[Point annotation dataset records]
◇ ◇ ◇ ◇ ◇
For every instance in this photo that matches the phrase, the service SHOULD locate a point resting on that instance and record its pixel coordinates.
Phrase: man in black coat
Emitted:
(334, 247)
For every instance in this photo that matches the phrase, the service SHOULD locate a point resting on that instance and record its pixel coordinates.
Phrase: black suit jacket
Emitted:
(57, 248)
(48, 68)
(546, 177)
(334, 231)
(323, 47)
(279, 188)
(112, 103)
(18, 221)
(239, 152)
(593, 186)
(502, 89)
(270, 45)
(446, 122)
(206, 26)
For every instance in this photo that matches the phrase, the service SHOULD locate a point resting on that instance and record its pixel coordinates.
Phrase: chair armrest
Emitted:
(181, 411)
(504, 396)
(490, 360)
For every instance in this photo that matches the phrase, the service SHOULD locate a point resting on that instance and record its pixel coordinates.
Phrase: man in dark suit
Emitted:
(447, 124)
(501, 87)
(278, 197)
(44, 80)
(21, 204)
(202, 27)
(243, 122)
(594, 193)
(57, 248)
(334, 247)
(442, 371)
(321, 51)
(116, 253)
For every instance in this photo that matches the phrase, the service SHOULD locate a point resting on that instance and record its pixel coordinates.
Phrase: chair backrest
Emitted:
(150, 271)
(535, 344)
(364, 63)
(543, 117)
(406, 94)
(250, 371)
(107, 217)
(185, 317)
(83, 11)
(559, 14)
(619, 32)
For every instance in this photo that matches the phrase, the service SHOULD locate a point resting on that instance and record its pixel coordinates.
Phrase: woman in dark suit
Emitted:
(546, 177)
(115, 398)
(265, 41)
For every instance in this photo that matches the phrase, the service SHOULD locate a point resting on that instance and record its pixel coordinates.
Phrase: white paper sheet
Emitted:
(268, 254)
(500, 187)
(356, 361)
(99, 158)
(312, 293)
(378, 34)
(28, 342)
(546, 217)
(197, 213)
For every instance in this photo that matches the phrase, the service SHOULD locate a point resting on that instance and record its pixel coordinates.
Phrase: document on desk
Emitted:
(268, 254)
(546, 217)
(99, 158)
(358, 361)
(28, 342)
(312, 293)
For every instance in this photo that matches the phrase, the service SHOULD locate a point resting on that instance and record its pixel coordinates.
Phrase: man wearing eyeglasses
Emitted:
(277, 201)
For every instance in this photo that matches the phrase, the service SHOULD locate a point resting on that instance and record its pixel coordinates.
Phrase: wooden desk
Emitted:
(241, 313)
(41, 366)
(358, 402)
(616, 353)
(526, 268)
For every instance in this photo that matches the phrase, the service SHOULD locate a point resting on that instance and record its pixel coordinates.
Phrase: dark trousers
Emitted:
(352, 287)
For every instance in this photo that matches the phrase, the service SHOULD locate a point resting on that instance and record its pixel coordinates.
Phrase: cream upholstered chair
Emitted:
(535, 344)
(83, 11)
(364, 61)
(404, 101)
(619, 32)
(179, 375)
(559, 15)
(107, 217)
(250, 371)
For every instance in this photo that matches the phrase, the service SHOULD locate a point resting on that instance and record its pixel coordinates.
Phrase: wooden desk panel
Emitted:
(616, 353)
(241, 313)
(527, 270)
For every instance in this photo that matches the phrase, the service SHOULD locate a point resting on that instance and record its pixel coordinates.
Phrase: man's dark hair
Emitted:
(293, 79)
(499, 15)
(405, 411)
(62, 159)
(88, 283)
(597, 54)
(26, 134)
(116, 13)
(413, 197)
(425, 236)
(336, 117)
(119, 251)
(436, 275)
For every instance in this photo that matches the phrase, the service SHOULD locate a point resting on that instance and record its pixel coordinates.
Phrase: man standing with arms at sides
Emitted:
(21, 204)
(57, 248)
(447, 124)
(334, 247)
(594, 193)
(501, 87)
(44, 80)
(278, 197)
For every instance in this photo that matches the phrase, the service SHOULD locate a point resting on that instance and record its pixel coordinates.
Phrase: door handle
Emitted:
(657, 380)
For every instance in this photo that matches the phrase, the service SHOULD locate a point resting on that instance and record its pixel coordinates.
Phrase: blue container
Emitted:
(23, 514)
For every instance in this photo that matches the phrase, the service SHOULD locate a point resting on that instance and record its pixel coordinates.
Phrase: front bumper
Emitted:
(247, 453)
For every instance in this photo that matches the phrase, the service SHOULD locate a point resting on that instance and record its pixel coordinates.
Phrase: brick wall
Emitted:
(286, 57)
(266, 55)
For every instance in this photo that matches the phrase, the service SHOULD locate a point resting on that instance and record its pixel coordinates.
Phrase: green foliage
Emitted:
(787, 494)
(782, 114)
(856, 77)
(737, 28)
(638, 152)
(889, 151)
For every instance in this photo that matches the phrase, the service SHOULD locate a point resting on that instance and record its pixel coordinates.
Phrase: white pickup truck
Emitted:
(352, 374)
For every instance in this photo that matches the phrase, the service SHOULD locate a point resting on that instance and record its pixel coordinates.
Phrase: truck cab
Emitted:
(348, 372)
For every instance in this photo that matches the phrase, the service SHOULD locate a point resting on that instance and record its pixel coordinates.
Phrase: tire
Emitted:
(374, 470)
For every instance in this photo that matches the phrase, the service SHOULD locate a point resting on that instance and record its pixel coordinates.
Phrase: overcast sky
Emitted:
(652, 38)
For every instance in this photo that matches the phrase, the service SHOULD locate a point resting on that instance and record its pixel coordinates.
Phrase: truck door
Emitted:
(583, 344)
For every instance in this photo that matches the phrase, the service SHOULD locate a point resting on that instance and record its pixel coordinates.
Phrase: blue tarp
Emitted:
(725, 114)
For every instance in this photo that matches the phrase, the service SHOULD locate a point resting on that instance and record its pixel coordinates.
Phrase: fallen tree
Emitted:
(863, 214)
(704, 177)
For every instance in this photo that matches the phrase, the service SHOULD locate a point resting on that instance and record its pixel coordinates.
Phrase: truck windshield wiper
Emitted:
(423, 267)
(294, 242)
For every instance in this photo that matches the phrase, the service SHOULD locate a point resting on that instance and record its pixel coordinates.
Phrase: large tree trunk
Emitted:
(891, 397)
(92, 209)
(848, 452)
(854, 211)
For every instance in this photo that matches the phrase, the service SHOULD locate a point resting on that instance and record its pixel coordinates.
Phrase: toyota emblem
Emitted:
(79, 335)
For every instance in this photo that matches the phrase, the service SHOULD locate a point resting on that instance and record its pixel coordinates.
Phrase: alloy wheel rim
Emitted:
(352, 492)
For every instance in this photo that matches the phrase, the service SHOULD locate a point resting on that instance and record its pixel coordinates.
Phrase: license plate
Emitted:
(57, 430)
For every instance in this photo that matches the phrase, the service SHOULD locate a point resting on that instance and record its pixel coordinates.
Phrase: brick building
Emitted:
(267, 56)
◇ ◇ ◇ ◇ ◇
# EXERCISE TASK
Take the entries above and transcribe them exactly.

# TASK RESPONSE
For every instance in this photo that matches the phrase, the service SHOULD locate a point resting on that instance and record its pixel coordinates.
Phrase: man in black coat
Emitted:
(334, 247)
For every instance in this photo that matches the phrase, the service SHOULD locate a point resting on that instance and record its pixel coordinates.
Phrase: black suit jacket
Emitted:
(57, 248)
(48, 68)
(546, 177)
(334, 231)
(323, 47)
(279, 188)
(112, 103)
(18, 221)
(239, 152)
(593, 186)
(502, 89)
(270, 45)
(446, 122)
(206, 26)
For every instance in this photo that matches the phrase, the service SHOULD locate a point resting on that instance and record its pixel coordinates.
Phrase: chair armrest
Emitted:
(181, 411)
(504, 396)
(490, 360)
For every instance in this photo that matches the phrase, the service SHOULD locate a point resting on that instance and record its pixel coordinates.
Phrase: man in dark suit
Emitted:
(447, 124)
(501, 87)
(278, 197)
(44, 80)
(21, 204)
(202, 27)
(243, 122)
(594, 193)
(57, 248)
(334, 247)
(442, 371)
(321, 51)
(116, 253)
For every instance in this photo that matches the phrase, the service SHOULD locate a point resting on that instance and record its pixel coordinates.
Phrase: chair backrest
Emitted:
(150, 271)
(535, 344)
(364, 63)
(543, 117)
(406, 94)
(250, 371)
(107, 217)
(185, 317)
(83, 11)
(559, 14)
(619, 32)
For every instance in this photo that matches the phrase, the service SHOULD locate a point resting on that instance and record its pixel coordinates.
Phrase: woman in dark suit
Emitted:
(546, 177)
(115, 398)
(265, 41)
For every instance in this photo that matches the phrase, the service SHOULD locate a point resting on that instance and record its pixel coordinates.
Phrase: white paper sheet
Emitted:
(268, 254)
(500, 187)
(356, 361)
(99, 158)
(312, 293)
(378, 34)
(28, 342)
(546, 217)
(197, 213)
For every instance in this photo that matches the phrase, the service SHOULD locate a point resting on that instance and record its pixel coordinates.
Phrase: document on desk
Emitted:
(268, 254)
(546, 217)
(99, 158)
(358, 361)
(28, 342)
(312, 293)
For every instance in this photo that matches the phrase, the service SHOULD locate a point resting on that instance and record its pixel coordinates.
Phrase: man wearing eyeglasses
Emitted:
(277, 201)
For every instance in this photo that matches the phrase, the service SHOULD locate a point resting on that instance and record its pixel coordinates.
Phrase: wooden desk
Emitted:
(241, 313)
(41, 366)
(358, 402)
(616, 353)
(526, 268)
For every instance in this photo that matches the phrase, the service SHOULD locate a point resting on that instance and record its pixel coordinates.
Phrase: dark trousers
Emitted:
(352, 287)
For every instance in this photo that matches the phrase, the service SHOULD locate a point resting on that instance and record its pixel coordinates.
Phrase: cream upholstered chair
Emitted:
(535, 344)
(83, 11)
(364, 61)
(404, 101)
(619, 32)
(179, 375)
(559, 15)
(107, 217)
(250, 371)
For every instance in this photo that matches the phrase, the service SHOULD locate a point resting on that instance and record its pixel coordinates.
Phrase: wooden desk panel
Emitted:
(616, 353)
(241, 313)
(527, 270)
For every instance in this photo that matches the phrase, the service SHOULD locate a point resting on that instance and record its pixel coordinates.
Phrase: man's dark hair
Emitted:
(293, 79)
(499, 15)
(405, 411)
(62, 159)
(88, 283)
(597, 54)
(26, 134)
(116, 13)
(413, 197)
(425, 236)
(336, 117)
(119, 251)
(436, 275)
For every instance in this photo that matches the phrase, the service SHOULD locate a point resting on that instance and record its pixel coordinates.
Phrase: man standing with arms at sides
Emitted:
(21, 204)
(57, 248)
(447, 124)
(334, 247)
(594, 193)
(501, 87)
(44, 80)
(278, 197)
For every instance in this photo that matches the phrase, the service SHOULD locate a point resting on that instance and record its pixel coordinates.
Phrase: door handle
Emitted:
(657, 380)
For every instance in this photo that matches the phrase, the service SHOULD locate a point resting on that instance and record its pixel coordinates.
Phrase: blue container
Emitted:
(23, 514)
For every instance in this photo that matches the phrase, the service SHOULD locate a point resting on that instance and record its pixel coordinates.
Phrase: front bumper
Emitted:
(247, 453)
For every instance in this photo that matches the phrase, the service SHOULD locate a point resting on that instance and record its pixel coordinates.
Phrase: brick wall
Emitted:
(286, 57)
(266, 55)
For every instance in this photo that matches the phrase, the service SHOULD locate a point resting on that instance and record its pixel coordinates.
Phrase: green foliage
Emitted:
(787, 494)
(782, 114)
(856, 77)
(737, 28)
(638, 152)
(889, 151)
For every instance in this photo that matches the phrase, the service SHOULD locate a point resting on that instance and record its pixel coordinates.
Phrase: white pickup truck
Emitted:
(352, 374)
For every instance in this photo that matches the phrase, the service SHOULD locate a point resting on that instance and record its pixel coordinates.
Phrase: truck cab
Emitted:
(348, 372)
For every instance in this photo that matches the phrase, the service SHOULD locate a point resting on that instance and record its pixel coordinates.
Phrase: tire
Emitted:
(374, 470)
For every instance in this photo that matches the phrase, the service SHOULD locate a point resting on that instance and record its pixel coordinates.
Phrase: overcast sky
Emitted:
(652, 38)
For every instance in this photo that matches the phrase, the service SHOULD locate a point resting on that instance and record its pixel coordinates.
Phrase: truck door
Emitted:
(583, 344)
For every instance in this photo that matches the phrase, the service SHOULD locate a point resting on that instance and record its pixel coordinates.
Phrase: blue tarp
Emitted:
(725, 114)
For every instance in this photo that matches the phrase, the service SHOULD locate a point resting on that instance and record its pixel coordinates.
Phrase: fallen tree
Emitted:
(863, 214)
(704, 177)
For every instance in this photo that matches the phrase, the service SHOULD locate a point resting on that instance and record its pixel coordinates.
Phrase: truck windshield wiper
Emitted:
(423, 267)
(294, 242)
For every instance in this photo that matches the phrase, the service SHOULD locate a point resting on that instance and record its pixel coordinates.
Phrase: large tree trunk
Emitted:
(891, 397)
(92, 209)
(848, 452)
(854, 211)
For every instance in this photo that matches the phrase, the service SHOULD locate a point resting on that instance and record its pixel coordinates.
Phrase: toyota emblem
Emitted:
(79, 335)
For every instance in this photo that matches the phrase, the service SHOULD locate a point resting on that instance and record its pixel coordinates.
Phrase: alloy wheel rim
Emitted:
(352, 492)
For every instance in this photo that matches the phrase, the service SHOULD locate a point resting on that instance and record its pixel coordinates.
Phrase: license plate
Emitted:
(57, 430)
For every instance in this photo that matches the phrase, the service SHOULD locate a point resting on that instance and record its pixel coordinates.
Phrase: brick building
Emitted:
(267, 56)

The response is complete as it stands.